▸ **Set problem**: Write out the locking passage below from "If the spin" to "acquire the lock.".

▸ **Document section**:
——————————

If the spin fails abort the transaction and retry.
2. For every location to be written, record the location and the
value to be written.
[0127] Upon completion of the pass through the code, reread the
version numbers of all locations in the read-set.
[0128] 1. Attempt to acquire all locks in the write-set in
ascending lock address order. Upon failing to acquire a lock, apply
some type of backoff policy or abort and retry the transaction. A
backoff policy could for example be to spin for a certain amount of
time before re-attempting acquire the lock.
2. Once all locks are acquired, re-read the locks of all read-set
locations to make sure version numbers have not changed.
[0129] (a) If a location has changed, release locks, abort and
retry the transaction.
[0130] (b) If not, perform stores in write set and release locks in
any order. The transaction is complete.
[0131] The transaction's re-reading of all the locks of locations
in the read set before attempting to acquire the locks is only a
performance optimization. It is not required for correctness.
Empirically we have found that many transactions fail due to
modifications before locks are acquired. Pre-validating the lock
versions in the write-set avoids acquired the locks for a
transaction that is fated to abort. We note that spinning as a
backoff policy does not introduce deadlocks because locks are
acquired in ascending order. The above algorithm, which we call
sort TL acquires locks in order. We have also experimented with
algorithms that acquire locks as they are encountered TL and uses
randomized backoff to avoid deadlock. The advantage of the latter
is that the transacting thread does not need to search the read set
for values of locations it updated since locations are updated "in
place."

——————————

▸ **Extracted entries**:

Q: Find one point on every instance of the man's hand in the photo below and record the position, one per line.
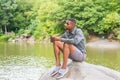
(53, 38)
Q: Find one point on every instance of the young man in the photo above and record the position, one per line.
(72, 45)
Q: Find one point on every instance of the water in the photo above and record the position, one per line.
(20, 61)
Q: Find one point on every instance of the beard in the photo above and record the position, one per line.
(66, 28)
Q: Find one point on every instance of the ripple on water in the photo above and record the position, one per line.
(23, 68)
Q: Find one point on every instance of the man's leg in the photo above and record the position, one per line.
(58, 46)
(67, 50)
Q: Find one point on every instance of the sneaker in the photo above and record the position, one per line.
(55, 70)
(61, 73)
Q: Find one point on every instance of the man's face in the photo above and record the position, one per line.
(68, 25)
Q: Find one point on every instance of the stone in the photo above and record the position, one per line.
(85, 71)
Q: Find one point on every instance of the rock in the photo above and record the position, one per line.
(85, 71)
(105, 44)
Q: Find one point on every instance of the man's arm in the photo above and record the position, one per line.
(78, 37)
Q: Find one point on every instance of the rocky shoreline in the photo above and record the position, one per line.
(85, 71)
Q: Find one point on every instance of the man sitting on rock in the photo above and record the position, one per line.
(72, 45)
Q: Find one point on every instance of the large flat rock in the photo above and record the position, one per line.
(85, 71)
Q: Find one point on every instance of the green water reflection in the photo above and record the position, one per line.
(24, 61)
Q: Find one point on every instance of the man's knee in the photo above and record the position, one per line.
(57, 43)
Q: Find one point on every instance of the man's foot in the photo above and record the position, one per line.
(55, 70)
(61, 73)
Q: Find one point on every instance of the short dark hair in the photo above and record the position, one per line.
(72, 20)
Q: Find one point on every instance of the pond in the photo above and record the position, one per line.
(23, 61)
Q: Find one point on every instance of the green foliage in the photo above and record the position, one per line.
(4, 38)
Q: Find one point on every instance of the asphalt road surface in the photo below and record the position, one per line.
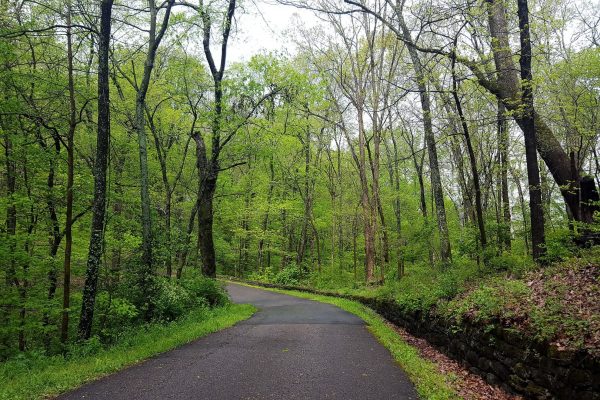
(290, 349)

——————————

▸ **Task solution**:
If the spin fails abort the transaction and retry.
2. For every location to be written, record the location and the
value to be written.
[0127] Upon completion of the pass through the code, reread the
version numbers of all locations in the read-set.
[0128] 1. Attempt to acquire all locks in the write-set in
ascending lock address order. Upon failing to acquire a lock, apply
some type of backoff policy or abort and retry the transaction. A
backoff policy could for example be to spin for a certain amount of
time before re-attempting acquire the lock.